* _Problem_
Please print every one of the entries below, reproducing each line without any change.

* _Exercise data_
============================================================

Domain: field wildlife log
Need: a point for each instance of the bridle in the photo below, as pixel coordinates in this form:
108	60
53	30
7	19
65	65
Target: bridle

============================================================

* _Solved exercise_
Domain: field wildlife log
Need: a point for each instance of the bridle in the photo below, as pixel coordinates in this form:
108	60
53	30
7	19
65	65
Target: bridle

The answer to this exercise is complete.